* _Stated problem_
Reproduce the records from the line containing "Can you find the blue" through the line containing "pixel 486 174", swapping "bench" for "picnic table" and leaving everything else unchanged.

* _Supplied records_
* Start *

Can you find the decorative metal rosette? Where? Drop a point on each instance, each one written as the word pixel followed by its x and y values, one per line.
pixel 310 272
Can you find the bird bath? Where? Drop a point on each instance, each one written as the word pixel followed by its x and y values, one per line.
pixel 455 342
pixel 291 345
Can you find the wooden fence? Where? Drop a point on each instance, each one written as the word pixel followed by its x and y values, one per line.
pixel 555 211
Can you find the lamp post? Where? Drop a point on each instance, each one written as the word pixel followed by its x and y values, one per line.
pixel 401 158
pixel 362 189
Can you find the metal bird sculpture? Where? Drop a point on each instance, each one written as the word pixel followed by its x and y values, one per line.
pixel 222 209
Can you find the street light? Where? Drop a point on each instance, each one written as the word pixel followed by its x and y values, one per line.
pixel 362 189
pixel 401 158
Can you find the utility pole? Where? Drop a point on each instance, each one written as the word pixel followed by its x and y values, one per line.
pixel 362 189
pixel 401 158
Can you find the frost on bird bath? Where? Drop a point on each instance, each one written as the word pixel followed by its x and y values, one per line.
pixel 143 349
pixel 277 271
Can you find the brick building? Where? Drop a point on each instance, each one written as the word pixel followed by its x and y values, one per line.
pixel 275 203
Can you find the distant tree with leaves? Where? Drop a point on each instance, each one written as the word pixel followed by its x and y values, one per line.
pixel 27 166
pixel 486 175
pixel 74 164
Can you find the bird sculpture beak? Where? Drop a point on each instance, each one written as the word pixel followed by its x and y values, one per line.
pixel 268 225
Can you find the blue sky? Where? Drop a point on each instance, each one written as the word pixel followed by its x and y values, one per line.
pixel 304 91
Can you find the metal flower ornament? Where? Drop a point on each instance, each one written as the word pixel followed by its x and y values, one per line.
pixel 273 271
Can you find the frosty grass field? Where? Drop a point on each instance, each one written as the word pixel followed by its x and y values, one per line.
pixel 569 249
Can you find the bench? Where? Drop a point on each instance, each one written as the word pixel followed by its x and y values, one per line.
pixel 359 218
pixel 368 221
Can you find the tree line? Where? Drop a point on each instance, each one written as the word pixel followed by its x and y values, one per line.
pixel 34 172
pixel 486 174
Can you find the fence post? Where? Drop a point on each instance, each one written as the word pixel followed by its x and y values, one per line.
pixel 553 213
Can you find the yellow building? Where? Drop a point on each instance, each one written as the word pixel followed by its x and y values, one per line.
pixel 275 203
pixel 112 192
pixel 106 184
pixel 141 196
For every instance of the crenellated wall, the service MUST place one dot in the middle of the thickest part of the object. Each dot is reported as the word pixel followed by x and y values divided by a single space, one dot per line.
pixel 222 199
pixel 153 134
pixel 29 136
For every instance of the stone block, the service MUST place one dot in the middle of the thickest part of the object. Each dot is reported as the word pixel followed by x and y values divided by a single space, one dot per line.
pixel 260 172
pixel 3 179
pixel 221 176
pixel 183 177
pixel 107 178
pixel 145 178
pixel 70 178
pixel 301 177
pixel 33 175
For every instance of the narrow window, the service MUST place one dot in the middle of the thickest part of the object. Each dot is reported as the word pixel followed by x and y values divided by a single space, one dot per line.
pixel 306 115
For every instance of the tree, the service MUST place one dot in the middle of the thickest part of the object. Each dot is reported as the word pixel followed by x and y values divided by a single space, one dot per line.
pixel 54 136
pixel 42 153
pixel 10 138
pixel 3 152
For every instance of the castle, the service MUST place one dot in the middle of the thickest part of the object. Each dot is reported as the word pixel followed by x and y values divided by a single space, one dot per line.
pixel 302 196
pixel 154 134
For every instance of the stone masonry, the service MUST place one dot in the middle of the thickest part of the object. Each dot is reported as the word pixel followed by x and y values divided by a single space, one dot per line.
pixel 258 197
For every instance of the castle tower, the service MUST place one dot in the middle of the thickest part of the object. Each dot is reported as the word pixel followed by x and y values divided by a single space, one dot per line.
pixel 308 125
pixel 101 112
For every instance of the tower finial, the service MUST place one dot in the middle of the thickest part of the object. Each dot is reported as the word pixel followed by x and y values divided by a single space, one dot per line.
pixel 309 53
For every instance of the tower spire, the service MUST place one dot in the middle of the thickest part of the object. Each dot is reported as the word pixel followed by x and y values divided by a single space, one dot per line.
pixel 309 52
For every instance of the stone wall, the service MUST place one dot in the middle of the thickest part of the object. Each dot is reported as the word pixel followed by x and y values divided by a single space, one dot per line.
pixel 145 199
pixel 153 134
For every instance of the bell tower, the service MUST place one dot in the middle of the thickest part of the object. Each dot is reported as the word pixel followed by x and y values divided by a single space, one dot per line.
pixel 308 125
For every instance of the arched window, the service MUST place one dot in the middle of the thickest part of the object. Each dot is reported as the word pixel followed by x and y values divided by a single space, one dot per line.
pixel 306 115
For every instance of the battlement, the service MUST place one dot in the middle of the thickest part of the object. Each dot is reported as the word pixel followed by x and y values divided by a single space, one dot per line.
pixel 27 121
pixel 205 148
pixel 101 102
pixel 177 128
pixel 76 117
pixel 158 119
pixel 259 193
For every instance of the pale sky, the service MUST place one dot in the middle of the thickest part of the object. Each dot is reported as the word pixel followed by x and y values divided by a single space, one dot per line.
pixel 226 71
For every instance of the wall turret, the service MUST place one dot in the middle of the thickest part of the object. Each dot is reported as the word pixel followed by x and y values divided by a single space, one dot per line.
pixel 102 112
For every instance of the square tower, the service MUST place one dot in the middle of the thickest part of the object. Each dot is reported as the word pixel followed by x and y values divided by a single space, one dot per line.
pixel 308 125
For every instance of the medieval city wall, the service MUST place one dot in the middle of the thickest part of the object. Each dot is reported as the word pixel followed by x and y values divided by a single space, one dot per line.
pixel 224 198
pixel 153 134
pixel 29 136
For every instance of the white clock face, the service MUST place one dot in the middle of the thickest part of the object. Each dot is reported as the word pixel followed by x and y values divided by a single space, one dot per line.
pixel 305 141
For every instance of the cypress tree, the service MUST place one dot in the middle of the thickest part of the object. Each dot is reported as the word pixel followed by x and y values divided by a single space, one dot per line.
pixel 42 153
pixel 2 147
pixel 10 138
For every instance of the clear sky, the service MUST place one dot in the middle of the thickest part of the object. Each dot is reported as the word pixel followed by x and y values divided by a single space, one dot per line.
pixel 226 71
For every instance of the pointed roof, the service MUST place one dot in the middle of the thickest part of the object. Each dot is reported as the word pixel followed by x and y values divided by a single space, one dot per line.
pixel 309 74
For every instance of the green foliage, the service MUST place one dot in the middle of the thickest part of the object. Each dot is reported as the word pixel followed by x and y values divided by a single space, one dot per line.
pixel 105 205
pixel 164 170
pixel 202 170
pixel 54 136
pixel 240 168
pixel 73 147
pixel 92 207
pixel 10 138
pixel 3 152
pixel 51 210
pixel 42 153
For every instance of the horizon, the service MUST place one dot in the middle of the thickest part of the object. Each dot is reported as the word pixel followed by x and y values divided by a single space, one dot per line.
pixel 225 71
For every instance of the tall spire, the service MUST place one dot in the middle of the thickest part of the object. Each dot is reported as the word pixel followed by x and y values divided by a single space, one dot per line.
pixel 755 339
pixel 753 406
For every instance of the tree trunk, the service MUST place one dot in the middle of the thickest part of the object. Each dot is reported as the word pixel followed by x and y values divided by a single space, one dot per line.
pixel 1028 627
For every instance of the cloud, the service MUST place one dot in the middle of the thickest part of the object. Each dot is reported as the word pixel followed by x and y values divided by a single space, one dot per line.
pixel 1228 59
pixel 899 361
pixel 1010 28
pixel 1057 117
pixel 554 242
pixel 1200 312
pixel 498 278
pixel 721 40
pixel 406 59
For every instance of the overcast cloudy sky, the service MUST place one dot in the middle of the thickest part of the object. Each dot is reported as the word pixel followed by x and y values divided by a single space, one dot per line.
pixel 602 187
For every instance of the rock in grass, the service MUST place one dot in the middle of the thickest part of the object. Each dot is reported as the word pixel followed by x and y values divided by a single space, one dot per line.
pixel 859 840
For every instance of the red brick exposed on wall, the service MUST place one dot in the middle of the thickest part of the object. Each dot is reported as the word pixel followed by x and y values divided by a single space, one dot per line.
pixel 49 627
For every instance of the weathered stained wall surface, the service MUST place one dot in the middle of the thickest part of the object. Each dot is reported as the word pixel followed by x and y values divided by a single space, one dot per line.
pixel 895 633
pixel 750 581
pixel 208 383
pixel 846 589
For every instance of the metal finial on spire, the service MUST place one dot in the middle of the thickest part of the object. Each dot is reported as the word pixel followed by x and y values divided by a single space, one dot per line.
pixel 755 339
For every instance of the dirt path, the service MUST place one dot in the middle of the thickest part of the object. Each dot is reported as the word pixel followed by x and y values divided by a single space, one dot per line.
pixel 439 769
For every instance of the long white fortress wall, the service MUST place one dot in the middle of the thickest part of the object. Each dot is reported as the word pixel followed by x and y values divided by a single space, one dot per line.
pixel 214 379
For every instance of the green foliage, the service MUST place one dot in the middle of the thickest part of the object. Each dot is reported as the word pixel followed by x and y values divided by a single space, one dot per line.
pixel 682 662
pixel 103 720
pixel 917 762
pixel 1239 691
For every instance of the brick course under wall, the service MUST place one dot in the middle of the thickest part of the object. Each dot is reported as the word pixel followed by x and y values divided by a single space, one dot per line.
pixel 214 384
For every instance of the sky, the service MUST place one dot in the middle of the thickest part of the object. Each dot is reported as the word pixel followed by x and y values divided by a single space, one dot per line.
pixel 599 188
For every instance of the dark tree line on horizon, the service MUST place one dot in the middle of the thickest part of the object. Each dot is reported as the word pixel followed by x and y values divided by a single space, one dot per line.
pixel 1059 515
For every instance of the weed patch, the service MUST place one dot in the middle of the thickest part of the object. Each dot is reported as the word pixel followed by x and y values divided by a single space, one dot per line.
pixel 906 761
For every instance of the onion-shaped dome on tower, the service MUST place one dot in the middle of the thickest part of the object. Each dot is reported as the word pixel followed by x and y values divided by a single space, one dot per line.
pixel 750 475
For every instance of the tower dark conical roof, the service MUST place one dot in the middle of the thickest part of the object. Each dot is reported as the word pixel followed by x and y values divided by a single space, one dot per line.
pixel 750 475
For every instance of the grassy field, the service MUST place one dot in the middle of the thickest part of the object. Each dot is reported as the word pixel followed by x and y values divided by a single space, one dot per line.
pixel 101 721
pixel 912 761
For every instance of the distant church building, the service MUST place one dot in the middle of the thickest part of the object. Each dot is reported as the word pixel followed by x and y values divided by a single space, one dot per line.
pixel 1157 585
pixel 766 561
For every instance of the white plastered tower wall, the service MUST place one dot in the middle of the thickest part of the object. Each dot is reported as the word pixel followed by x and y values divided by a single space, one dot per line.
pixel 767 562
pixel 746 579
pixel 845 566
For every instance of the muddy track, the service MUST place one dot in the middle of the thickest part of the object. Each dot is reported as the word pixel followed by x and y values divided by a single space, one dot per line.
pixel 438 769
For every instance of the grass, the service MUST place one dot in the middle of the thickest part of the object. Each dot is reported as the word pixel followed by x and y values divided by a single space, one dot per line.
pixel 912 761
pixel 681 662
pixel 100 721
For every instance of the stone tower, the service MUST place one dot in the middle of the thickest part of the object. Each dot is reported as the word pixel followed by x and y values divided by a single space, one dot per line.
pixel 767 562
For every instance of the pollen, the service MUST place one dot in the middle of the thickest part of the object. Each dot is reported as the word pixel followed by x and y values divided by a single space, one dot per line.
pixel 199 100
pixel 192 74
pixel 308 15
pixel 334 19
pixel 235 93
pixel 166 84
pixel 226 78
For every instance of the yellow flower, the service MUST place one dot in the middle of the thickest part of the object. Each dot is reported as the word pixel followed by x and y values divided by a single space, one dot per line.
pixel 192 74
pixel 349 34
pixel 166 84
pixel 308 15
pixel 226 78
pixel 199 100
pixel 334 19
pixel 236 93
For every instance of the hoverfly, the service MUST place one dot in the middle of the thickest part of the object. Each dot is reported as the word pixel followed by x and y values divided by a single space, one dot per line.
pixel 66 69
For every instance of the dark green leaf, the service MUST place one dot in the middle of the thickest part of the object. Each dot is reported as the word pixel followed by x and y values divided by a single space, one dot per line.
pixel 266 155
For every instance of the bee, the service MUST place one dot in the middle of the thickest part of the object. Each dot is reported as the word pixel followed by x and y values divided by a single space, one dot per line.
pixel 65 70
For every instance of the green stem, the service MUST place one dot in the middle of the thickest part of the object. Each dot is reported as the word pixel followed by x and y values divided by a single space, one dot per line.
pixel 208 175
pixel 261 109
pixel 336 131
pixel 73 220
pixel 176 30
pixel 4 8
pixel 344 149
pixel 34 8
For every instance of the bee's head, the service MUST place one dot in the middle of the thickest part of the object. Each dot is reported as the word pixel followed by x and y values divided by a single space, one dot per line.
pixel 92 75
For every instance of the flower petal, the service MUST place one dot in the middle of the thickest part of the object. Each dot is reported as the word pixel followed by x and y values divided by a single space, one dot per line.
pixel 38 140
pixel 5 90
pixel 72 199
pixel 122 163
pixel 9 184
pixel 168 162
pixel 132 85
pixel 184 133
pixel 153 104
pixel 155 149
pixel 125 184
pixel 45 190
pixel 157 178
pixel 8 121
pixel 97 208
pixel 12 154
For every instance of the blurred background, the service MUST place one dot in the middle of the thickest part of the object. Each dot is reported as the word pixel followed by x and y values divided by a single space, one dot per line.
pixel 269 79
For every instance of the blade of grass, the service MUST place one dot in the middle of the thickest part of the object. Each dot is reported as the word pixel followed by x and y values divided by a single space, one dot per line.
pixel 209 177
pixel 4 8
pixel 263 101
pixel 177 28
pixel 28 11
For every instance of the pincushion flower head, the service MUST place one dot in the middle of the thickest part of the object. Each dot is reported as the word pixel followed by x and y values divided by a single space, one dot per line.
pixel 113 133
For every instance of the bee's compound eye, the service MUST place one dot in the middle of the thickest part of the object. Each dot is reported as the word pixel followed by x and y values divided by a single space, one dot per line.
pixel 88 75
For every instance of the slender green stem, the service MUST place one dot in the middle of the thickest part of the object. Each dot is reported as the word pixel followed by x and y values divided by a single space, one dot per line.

* End *

* _Full answer_
Can you find the blue sky? Where? Drop a point on each instance, each one written as the word pixel followed by its x and y values, one per line.
pixel 304 91
Can you find the metal flower ornament? Where? Drop a point on each instance, each one written as the word pixel followed by its x and y values, one per line.
pixel 273 271
Can you find the frosty grass field? Where? Drop a point on each instance, each one written as the word pixel followed by its x and y values, one per line.
pixel 569 249
Can you find the picnic table? Where? Drop a point on each instance, each one written as the word pixel followed by its x and y values, one per line.
pixel 359 218
pixel 368 221
Can you find the tree line? Where? Drop a point on each instance, each one written as the word pixel followed by its x and y values, one per line.
pixel 34 172
pixel 486 174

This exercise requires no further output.